What is needed here is every line of the records that includes "below".

BEGIN

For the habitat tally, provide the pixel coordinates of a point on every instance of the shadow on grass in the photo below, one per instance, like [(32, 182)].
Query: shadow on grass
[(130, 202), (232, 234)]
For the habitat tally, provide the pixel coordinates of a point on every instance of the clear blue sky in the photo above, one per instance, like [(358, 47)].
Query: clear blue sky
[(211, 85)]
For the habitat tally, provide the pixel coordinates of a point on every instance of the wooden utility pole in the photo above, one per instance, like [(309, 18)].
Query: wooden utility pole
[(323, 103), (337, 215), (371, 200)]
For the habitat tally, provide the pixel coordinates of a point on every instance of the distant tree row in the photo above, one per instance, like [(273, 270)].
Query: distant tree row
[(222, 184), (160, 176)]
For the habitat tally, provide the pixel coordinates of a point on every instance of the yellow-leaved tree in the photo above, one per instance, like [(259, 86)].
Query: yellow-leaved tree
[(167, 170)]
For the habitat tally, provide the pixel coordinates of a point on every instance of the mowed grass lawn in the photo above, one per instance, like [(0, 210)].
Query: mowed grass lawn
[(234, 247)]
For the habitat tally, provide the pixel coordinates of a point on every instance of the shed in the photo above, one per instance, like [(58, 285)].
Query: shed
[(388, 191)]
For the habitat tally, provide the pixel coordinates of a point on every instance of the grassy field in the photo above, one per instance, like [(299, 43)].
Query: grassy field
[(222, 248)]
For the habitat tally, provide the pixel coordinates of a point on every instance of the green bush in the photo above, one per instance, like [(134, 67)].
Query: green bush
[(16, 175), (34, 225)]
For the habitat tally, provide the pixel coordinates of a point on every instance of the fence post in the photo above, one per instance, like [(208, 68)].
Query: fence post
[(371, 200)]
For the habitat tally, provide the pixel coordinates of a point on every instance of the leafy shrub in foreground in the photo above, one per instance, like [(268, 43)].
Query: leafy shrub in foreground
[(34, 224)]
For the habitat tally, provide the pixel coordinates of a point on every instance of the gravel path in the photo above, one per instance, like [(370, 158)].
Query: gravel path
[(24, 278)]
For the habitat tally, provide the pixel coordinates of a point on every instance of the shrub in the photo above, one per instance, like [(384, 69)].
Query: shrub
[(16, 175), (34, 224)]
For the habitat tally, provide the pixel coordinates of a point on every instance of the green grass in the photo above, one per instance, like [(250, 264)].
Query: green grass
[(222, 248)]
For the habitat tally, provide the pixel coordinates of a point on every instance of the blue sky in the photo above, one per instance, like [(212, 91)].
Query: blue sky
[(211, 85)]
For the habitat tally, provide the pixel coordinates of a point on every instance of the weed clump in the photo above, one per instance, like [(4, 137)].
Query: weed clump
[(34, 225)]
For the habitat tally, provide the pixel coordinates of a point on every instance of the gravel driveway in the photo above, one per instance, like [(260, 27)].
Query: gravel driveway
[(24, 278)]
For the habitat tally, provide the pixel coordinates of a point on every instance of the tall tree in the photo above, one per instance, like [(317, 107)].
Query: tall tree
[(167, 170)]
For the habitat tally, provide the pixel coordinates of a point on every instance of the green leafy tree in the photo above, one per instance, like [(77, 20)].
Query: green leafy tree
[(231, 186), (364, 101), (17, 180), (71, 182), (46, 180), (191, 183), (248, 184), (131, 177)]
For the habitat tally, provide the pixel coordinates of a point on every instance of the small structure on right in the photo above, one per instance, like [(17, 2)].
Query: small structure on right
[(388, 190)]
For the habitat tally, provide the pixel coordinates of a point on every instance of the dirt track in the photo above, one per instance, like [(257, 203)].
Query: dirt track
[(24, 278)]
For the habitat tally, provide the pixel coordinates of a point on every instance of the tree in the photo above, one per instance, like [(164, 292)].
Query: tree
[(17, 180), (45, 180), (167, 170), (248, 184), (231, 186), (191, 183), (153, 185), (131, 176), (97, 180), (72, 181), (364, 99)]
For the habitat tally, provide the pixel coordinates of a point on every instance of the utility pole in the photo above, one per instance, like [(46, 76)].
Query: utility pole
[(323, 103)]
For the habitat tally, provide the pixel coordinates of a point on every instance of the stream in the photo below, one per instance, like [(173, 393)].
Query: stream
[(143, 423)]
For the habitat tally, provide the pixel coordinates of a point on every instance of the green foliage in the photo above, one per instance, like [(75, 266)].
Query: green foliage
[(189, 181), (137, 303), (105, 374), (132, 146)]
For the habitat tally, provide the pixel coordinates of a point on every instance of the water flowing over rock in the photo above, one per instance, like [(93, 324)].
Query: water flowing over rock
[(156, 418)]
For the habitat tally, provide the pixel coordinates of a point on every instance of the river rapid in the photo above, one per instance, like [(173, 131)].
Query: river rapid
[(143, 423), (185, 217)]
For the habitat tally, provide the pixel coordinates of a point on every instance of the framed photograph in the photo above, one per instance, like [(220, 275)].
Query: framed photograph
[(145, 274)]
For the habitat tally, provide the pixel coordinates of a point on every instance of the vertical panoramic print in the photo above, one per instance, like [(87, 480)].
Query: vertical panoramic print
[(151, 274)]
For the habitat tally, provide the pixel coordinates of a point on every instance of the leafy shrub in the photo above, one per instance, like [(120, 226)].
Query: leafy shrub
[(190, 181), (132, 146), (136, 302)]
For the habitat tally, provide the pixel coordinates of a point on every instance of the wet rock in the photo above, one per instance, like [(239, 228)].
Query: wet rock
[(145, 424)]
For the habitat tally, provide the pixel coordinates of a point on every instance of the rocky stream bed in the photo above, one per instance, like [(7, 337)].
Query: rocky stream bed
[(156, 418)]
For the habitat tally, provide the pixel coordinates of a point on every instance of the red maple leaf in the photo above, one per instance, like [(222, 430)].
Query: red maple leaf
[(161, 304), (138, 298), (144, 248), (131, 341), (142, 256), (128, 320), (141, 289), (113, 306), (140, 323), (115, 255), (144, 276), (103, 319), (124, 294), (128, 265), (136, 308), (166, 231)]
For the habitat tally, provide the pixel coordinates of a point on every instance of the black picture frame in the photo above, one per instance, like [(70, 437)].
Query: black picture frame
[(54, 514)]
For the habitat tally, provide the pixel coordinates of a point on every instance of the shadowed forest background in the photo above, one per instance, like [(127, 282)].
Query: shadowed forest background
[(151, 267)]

END

## ANSWER TO THE EXERCISE
For the habitat tally, provide the pixel coordinates of a point on every instance of the shadow on grass in the photo below, one per instance, like [(32, 182)].
For the habitat tally, provide the pixel coordinates of a point on every instance of the stream in the photo below, one per instance, like [(173, 393)].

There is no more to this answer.